* [TESTO FORNITO]:
Algernon Charles Swinburne, «Hertha»

L’apparenza illusoria e la rivelazione del vero, o ciò che permette di distinguere la realtà dall’illusione, sono ugualmente simboleggiati dallo specchio, il quale rappresenta inoltre la congiunzione degli opposti, come vero e falso, autentico e ingannevole, trasparenza e opacità, luce e oscurità, medesimo e altro, oppure il riflesso che irretisce, o ancora la seducente bellezza femminile: in particolare, gli occhi e la capigliatura.

Lo specchio può significare ciò che talvolta esso stesso sembra essere materialmente: una finestra che guarda lontano nello spazio e nel tempo, nel passato e nel futuro. Può essere un varco per i viaggi astrali. Può persino trasformarsi, come nella celeberrima fiaba di Alice, in un’autentica porta che permette di passare concretamente in un altro mondo. Può essere, dunque, una Porta sull’Altrove. Ma quale Altrove?

* [PROBLEMA ASSEGNATO 1]: Puoi riscrivere i record scambiando "cleared land" con "bare ground" e lasciando invariato tutto il resto?

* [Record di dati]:
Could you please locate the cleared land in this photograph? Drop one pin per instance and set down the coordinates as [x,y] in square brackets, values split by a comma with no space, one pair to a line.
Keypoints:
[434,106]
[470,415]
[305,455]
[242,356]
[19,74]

* [PROBLEMA ASSEGNATO 2]: Secondo il testo sullo specchio, in quale fiaba lo specchio diventa una porta per passare in un altro mondo?

* [RISPOSTA SCRITTA 1]:
Could you please locate the bare ground in this photograph? Drop one pin per instance and set down the coordinates as [x,y] in square brackets, values split by a comma with no space, one pair to a line.
Keypoints:
[434,106]
[470,415]
[305,455]
[242,356]
[19,74]

* [RISPOSTA SCRITTA 2]: Nella fiaba di Alice.